== Segment start ==
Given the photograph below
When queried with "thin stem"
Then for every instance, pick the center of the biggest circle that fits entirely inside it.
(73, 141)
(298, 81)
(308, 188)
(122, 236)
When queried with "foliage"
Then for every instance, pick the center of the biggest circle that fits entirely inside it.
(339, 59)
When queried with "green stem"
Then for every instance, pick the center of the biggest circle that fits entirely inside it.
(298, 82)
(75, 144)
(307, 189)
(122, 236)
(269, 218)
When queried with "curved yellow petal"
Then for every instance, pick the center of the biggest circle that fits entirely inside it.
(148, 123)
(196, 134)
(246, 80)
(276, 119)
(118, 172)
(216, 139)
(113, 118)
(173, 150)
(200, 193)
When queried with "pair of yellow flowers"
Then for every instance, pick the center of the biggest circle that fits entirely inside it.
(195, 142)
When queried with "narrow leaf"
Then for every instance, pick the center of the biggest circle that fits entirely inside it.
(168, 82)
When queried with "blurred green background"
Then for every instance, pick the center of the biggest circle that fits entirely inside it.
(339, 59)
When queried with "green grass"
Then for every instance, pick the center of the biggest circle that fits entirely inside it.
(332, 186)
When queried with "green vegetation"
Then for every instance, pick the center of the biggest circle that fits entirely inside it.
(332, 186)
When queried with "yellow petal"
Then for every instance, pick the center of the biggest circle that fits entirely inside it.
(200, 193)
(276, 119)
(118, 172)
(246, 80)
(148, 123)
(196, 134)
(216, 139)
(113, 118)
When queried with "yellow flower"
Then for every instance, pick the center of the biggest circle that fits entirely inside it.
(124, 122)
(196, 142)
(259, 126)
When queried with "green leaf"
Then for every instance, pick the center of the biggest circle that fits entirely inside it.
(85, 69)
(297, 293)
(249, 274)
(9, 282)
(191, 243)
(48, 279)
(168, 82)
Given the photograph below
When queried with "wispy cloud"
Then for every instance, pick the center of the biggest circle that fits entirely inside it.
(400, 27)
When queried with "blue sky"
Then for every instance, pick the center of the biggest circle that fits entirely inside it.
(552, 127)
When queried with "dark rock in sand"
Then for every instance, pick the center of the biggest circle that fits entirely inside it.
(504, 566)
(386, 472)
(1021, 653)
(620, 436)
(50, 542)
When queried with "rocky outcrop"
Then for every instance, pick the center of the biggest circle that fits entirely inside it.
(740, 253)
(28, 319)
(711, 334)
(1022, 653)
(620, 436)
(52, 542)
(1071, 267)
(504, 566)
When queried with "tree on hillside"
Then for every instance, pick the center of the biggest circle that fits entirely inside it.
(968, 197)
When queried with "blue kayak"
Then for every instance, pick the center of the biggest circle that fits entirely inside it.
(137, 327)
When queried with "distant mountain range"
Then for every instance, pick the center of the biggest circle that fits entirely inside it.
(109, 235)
== Segment end ==
Exercise
Where the material contains a line with "stem", return that line.

Answer space
When queried with "thin stem"
When queried with "green stem"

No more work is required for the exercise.